→ Activity list:
A: Please list every person other than Jérôme Salomon who is named in the article about him.
B: Write out everything in the Jérôme Salomon article from "Personal details" down to "the COVID-19 pandemic.", ignoring the data.

→ Text segment:
>>
Directeur général de la Santé
- Incumbent
- Assumed office 8 January 2018
- President: Emmanuel Macron
- Prime Minister: Jean Castex
- Preceded by: Benoît Vallet

Personal details
- Born: 26 April 1969 (age 57) Paris, France
- Education: University of Paris

= Jérôme Salomon =

French physician and official

Jérôme Salomon (/fr/; born 4 April 1969) is a French infectious diseases physician and high-ranking civil servant. He is the French Directeur général de la Santé since 8 January 2018. He became known in France since the COVID-19 pandemic.

== Medical career ==
He worked on Emerging infectious diseases, Epidemics and Antimicrobial resistance at Inserm, Pasteur Institute, and Versailles Saint-Quentin-en-Yvelines University. He was clinic director at the Raymond Poincaré University Hospital from 1999 to 2002, then physician from 2004 to 2009.

== Public service career ==
He was a counselor of Bernard Kouchner at the beginning of the 2000 years. In 2010, he became health expert in the Marisol Touraine (then Social Affairs and Health) cabinet, then counselor from 2013 to 2015.

In 2016, he rallied the then beginning Macron's campaign for the 2017 French presidential election and participated in the redaction of the health part of the candidate program.

In January 2018, he was chosen by Agnès Buzyn to become Directeur général de la Santé.

=== Coronavirus pandemic ===
Jérôme Salomon became known in France since the COVID-19 pandemic, making daily statements about the daily trend analysis and situation within the country, the status of those diagnosed. It was said in March 2020 that his position was very difficult because he warned Emmanuel Macron as soon as 2016 that France was unprepared about the consequences of a possible pandemic but now was required to justify the current French government actions.
<<
→ Dataset extract:
>>
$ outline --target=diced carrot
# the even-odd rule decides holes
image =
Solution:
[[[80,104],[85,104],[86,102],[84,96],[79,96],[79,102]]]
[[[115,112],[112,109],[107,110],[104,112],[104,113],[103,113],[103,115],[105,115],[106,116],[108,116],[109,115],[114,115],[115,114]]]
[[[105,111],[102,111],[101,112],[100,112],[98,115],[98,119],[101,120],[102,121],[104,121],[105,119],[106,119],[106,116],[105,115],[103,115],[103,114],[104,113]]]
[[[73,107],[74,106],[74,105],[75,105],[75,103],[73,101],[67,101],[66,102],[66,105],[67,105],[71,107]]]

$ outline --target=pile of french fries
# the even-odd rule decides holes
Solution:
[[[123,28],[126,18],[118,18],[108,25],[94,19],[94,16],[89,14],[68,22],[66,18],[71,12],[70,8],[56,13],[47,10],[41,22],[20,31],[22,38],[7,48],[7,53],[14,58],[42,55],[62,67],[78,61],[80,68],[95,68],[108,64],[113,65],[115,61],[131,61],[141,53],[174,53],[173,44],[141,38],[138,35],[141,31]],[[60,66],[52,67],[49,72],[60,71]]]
<<
>>
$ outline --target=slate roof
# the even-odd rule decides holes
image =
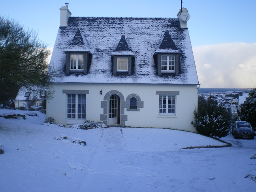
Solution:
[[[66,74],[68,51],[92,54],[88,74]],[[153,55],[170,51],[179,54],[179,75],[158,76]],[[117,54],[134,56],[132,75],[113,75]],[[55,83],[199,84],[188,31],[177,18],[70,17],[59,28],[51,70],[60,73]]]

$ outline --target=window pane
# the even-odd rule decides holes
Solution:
<<
→ Answer section:
A: Emmanuel Macron, Jean Castex, Benoît Vallet, Bernard Kouchner, Marisol Touraine, Agnès Buzyn

B:
Personal details
- Born: 26 April 1969 (age 57) Paris, France
- Education: University of Paris

= Jérôme Salomon =

French physician and official

Jérôme Salomon (/fr/; born 4 April 1969) is a French infectious diseases physician and high-ranking civil servant. He is the French Directeur général de la Santé since 8 January 2018. He became known in France since the COVID-19 pandemic.